GIVEN TEXT
* Start *

How Not to End a War
by Michael Hollister
Exclusive published at Michael Hollister on December 28, 2025
2.688 words * 14 minutes readingtime

What Is This Thing Anyway?
Note: The full text of Zelensky’s 20-point plan is available here. The following analysis is based on the original document and publicly accessible reports about its content.
They call it a peace plan.
More precisely: “A foundational document for ending the war in Ukraine,” presented by Volodymyr Zelensky—the man who currently is neither president by election nor by constitution, yet delivers speeches with the gravitas of a statesman about what Russia, Europe, and the United States should kindly sign going forward.
But what appears at first glance like a diplomatic concept reveals itself upon closer examination as the opposite: a geopolitical wish list, compiled from demands, threats, business models, fallback mechanisms and—yes—even investor promises.
This isn’t about peace—it’s about administration. And ownership claims. And post-conflict markets.
Zelensky’s 20 points (actually 22, depending how you count) offer scarcely any answers to the central question of any genuine peace document:
“How do we end the violence—and how do we prevent new violence?”
Instead, it’s about EU membership, LNG deals with the USA, child repatriations, a free trade agreement, American management of a Russian-controlled nuclear power plant—and fund management for Ukraine’s reindustrialization whose structure resembles BlackRock more than the UN.
We’re doing here exactly what any strategic analyst should do:
We’ll go through the 20 points one by one—and ask only a single question:
“Does this point objectively bring us closer to ending the Ukraine war—or does it have as much to do with peace as McDonald’s has with Ayurveda?”
Let’s begin.
The Evaluation Framework: How Do You Measure Peace?
Before we examine the 22 points individually, we should briefly clarify how you even recognize whether a proposal serves peace—or just PR.
A genuine peace plan would need to fulfill three core requirements:
a. Take both sides’ security interests seriously
A peace plan can only function if both conflict parties feel their fundamental interests are recognized and considered.
Russia has drawn three red lines for years:
- No NATO membership for Ukraine
- No Western offensive weapons at the border
- Recognition of Russian sphere of influence in Donbass and Crimea
Whether you share these positions or not: A plan that completely ignores them won’t bring peace.
b. Name the actual conflict causes
No conflict emerges from nothing.
A credible plan must at least name the war’s causes—whether you assess them as Russia does or not. These include:
- The breach of Minsk II
- Treatment of the Russian-speaking minority
- NATO eastern expansion and security dilemmas
- The unconstitutional government change in 2014
A document that ignores all this cannot be taken seriously.
c. Contain concrete steps toward deescalation and confidence-building
Peace doesn’t emerge from wishful thinking, but through clear, verifiable steps:
- Troop withdrawals
- Demilitarized zones
- Agreement on neutral mediators
- Ensuring electoral monitoring, human rights, and territorial integrity bilaterally
What we’ll examine is quite simple:
Does a point concretely contribute to ending violence, building trust, and defusing conflict causes—or not?

* End *

EXCERPTED DATA
* Start *

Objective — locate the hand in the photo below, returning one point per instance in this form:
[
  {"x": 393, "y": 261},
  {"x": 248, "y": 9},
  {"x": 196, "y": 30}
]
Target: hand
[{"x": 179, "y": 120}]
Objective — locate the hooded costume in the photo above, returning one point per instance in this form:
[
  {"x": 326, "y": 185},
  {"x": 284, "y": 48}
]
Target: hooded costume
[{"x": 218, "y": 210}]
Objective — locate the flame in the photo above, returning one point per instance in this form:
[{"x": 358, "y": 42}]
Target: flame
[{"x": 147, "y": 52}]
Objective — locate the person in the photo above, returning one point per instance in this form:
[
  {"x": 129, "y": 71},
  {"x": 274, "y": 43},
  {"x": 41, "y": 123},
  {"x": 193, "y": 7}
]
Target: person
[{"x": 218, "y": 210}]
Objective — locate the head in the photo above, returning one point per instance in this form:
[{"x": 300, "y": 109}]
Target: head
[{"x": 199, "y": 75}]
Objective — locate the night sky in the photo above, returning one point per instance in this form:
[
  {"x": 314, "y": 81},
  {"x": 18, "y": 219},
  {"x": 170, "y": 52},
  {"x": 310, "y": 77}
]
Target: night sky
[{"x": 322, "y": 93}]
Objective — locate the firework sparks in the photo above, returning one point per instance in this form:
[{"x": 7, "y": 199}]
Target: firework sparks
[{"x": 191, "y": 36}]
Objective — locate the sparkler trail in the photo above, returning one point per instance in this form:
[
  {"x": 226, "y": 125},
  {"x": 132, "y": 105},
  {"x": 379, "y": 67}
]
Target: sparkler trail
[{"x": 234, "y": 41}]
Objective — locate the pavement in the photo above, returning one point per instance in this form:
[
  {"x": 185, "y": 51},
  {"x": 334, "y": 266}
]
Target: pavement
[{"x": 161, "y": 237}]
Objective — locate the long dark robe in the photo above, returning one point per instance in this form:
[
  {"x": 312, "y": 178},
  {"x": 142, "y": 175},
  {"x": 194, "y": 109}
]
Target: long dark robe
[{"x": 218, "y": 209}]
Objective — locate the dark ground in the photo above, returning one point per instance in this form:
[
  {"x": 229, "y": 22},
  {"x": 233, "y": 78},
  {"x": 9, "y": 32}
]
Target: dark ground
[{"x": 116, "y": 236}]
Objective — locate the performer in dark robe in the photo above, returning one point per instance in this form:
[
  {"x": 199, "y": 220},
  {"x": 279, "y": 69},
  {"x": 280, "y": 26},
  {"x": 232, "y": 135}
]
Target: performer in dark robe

* End *

EXERCISE
Reproduce the passage of the article on Zelensky's peace plan from "This isn’t about" up to and including "Let’s begin.".

EXPECTED ANSWER
This isn’t about peace—it’s about administration. And ownership claims. And post-conflict markets.
Zelensky’s 20 points (actually 22, depending how you count) offer scarcely any answers to the central question of any genuine peace document:
“How do we end the violence—and how do we prevent new violence?”
Instead, it’s about EU membership, LNG deals with the USA, child repatriations, a free trade agreement, American management of a Russian-controlled nuclear power plant—and fund management for Ukraine’s reindustrialization whose structure resembles BlackRock more than the UN.
We’re doing here exactly what any strategic analyst should do:
We’ll go through the 20 points one by one—and ask only a single question:
“Does this point objectively bring us closer to ending the Ukraine war—or does it have as much to do with peace as McDonald’s has with Ayurveda?”
Let’s begin.